■ EXERCISE INSTRUCTIONS
Exactly the lines below from the one with "Run detection for danish" up to and including the one with "Run detection for eyeglasses" make up the answer, with nothing else added.

■ Dataset records
'''
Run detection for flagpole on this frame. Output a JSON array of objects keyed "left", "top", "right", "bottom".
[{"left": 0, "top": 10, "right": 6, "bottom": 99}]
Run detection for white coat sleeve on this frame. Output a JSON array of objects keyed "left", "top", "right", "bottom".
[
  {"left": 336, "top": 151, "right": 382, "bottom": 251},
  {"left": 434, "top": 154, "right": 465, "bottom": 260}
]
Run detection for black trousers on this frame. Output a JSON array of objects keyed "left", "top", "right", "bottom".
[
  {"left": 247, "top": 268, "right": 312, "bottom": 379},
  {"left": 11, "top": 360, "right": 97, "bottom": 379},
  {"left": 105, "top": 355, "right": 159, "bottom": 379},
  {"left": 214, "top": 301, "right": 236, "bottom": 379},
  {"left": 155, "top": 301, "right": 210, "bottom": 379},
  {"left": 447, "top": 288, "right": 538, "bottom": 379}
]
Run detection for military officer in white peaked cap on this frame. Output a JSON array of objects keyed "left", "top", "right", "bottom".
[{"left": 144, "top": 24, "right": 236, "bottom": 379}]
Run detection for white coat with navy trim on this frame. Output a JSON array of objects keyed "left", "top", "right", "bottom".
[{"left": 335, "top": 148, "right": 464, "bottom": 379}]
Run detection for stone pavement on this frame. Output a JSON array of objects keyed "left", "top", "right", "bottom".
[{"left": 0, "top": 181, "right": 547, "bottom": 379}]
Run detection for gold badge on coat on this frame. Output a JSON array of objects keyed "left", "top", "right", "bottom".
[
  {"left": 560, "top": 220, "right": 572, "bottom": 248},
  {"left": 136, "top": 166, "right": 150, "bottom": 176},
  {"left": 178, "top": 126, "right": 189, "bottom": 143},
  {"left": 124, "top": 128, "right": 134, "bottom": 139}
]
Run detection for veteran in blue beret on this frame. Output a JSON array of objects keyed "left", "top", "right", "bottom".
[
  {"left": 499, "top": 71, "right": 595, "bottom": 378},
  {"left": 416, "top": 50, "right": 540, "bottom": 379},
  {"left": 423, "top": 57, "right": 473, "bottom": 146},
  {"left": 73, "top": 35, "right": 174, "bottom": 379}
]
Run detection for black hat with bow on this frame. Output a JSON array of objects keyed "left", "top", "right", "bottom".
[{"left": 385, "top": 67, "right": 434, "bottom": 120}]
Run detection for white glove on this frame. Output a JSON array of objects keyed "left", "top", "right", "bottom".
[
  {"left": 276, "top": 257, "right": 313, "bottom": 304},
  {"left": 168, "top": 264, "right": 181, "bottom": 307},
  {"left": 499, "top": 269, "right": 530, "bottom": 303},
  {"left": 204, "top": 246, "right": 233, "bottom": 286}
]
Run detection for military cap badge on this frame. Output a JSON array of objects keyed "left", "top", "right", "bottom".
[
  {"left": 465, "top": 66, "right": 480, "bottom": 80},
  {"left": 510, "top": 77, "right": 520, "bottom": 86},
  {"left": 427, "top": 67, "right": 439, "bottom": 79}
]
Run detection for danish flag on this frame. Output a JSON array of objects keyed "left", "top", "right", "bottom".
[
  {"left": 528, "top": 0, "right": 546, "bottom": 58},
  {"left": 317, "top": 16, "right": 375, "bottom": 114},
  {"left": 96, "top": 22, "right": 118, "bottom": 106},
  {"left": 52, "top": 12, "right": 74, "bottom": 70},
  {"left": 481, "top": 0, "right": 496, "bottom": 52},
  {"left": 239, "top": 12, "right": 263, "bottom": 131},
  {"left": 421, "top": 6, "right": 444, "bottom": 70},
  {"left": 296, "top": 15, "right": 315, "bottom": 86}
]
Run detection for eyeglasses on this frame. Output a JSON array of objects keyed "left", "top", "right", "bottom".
'''
'''
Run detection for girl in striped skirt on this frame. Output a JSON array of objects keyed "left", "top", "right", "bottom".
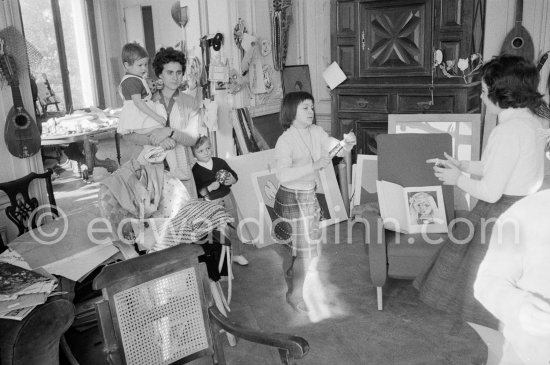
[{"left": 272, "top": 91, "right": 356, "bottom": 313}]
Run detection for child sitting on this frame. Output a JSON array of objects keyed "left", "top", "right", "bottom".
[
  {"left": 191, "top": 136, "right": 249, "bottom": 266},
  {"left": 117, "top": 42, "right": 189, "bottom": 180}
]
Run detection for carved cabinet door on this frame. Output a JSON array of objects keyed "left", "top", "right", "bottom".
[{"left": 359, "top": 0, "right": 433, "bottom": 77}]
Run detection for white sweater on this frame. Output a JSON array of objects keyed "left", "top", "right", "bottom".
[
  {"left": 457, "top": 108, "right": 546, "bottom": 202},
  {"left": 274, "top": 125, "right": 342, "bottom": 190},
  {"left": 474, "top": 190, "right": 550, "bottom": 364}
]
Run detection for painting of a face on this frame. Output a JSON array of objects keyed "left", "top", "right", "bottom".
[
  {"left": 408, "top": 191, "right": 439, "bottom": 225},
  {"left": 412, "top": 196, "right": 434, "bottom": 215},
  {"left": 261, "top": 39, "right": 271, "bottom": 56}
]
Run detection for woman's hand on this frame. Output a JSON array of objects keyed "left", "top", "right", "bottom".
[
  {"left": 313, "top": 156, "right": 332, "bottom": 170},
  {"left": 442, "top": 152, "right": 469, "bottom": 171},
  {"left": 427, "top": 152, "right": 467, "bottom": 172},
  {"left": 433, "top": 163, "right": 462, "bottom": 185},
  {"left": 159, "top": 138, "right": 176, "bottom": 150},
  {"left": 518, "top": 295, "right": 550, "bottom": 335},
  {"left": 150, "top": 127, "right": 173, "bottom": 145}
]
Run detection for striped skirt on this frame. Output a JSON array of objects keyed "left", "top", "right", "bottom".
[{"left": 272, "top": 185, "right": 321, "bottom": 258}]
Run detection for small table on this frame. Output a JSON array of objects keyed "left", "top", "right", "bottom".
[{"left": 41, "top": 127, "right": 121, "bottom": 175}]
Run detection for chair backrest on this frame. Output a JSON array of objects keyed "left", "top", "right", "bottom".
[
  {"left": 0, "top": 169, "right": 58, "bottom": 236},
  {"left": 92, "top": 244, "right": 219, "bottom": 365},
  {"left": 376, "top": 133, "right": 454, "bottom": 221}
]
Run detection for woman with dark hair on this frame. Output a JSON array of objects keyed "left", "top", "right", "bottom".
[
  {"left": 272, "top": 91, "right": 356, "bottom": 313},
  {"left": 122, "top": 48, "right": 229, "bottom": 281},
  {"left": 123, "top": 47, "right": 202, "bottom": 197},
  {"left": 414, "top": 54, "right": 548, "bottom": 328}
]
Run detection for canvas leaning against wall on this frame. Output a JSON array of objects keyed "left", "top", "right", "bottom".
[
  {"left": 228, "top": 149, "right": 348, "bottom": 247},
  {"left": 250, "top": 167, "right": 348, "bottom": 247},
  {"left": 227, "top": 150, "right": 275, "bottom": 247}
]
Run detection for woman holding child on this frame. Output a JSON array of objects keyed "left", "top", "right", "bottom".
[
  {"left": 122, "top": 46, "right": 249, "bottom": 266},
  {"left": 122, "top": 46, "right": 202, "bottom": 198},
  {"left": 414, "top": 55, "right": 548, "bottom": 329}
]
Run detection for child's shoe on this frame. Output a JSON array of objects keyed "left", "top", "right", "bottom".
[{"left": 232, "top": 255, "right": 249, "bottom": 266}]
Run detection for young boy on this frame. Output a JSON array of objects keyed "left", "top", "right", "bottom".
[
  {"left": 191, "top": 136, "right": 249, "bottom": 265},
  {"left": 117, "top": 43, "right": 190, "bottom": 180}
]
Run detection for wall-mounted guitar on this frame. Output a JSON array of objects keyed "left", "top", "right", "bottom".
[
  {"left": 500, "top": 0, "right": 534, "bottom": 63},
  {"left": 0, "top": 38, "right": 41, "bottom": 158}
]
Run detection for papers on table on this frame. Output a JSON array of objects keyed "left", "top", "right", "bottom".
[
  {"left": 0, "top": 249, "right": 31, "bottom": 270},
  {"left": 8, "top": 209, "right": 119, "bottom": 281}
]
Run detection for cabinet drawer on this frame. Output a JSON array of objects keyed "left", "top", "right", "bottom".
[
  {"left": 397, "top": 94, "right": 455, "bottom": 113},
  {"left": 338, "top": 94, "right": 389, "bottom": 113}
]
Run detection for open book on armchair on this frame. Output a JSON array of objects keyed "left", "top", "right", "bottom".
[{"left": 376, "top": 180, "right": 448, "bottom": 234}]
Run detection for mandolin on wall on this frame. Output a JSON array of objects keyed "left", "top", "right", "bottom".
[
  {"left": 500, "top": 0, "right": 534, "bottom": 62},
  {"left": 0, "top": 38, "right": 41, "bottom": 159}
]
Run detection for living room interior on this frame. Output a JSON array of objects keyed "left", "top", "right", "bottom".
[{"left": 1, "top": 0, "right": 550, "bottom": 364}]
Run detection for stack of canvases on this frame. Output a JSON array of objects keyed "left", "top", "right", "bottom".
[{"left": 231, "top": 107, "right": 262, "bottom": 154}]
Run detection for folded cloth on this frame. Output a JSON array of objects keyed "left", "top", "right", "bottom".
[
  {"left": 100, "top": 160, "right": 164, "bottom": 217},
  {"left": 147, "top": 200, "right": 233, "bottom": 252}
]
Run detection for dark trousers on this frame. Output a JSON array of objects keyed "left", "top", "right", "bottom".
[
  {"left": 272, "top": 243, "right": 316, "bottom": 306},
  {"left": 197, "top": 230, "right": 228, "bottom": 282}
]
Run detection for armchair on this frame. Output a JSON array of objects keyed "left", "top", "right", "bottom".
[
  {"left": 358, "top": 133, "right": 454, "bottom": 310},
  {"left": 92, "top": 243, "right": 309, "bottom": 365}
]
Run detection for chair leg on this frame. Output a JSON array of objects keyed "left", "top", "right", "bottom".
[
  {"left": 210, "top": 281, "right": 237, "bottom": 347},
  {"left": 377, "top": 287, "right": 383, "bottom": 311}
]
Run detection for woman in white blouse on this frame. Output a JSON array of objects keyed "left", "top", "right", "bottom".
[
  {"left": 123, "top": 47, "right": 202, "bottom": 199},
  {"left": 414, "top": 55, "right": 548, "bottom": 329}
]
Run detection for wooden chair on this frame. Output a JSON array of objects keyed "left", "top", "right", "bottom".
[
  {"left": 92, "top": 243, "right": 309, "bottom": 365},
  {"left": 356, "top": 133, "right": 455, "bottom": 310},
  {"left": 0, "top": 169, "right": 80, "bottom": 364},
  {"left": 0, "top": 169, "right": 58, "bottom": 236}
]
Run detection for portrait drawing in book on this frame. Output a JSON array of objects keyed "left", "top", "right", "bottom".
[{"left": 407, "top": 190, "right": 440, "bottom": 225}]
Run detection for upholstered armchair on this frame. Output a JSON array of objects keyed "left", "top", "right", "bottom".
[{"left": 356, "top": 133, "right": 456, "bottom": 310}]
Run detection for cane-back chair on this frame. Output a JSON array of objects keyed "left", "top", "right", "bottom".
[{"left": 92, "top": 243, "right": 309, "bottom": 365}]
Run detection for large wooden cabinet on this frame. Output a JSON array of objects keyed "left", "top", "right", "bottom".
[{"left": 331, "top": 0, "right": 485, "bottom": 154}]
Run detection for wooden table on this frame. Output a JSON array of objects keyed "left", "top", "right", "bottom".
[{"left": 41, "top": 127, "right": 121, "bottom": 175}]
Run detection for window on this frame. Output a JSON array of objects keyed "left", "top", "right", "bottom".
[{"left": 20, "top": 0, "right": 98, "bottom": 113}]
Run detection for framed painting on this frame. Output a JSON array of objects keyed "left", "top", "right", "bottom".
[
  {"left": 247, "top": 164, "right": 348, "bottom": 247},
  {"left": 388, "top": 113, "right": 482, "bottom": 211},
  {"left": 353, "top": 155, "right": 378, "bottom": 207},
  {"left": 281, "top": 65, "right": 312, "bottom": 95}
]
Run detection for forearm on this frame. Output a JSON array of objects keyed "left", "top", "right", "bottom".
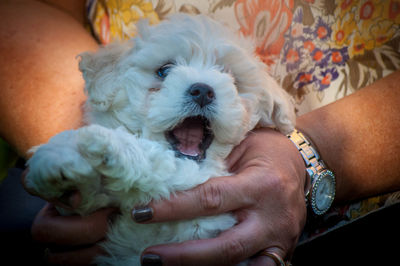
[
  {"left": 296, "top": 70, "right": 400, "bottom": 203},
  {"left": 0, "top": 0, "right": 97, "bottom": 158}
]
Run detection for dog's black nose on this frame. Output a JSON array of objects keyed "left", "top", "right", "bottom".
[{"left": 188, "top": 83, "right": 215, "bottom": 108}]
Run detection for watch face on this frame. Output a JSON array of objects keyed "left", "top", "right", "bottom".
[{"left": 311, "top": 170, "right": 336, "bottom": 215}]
'''
■ OUTPUT FOR THIS TASK
Run detection for danish flag on this frame. Output a JSON array of objects keyed "left", "top", "right", "bottom".
[
  {"left": 528, "top": 0, "right": 546, "bottom": 58},
  {"left": 317, "top": 16, "right": 375, "bottom": 114},
  {"left": 96, "top": 22, "right": 118, "bottom": 106},
  {"left": 52, "top": 12, "right": 74, "bottom": 70},
  {"left": 481, "top": 0, "right": 496, "bottom": 52},
  {"left": 239, "top": 12, "right": 263, "bottom": 131},
  {"left": 421, "top": 6, "right": 444, "bottom": 70},
  {"left": 296, "top": 15, "right": 315, "bottom": 86}
]
Run detection for eyeglasses on this frame. Output a JSON array of objects keyed "left", "top", "right", "bottom".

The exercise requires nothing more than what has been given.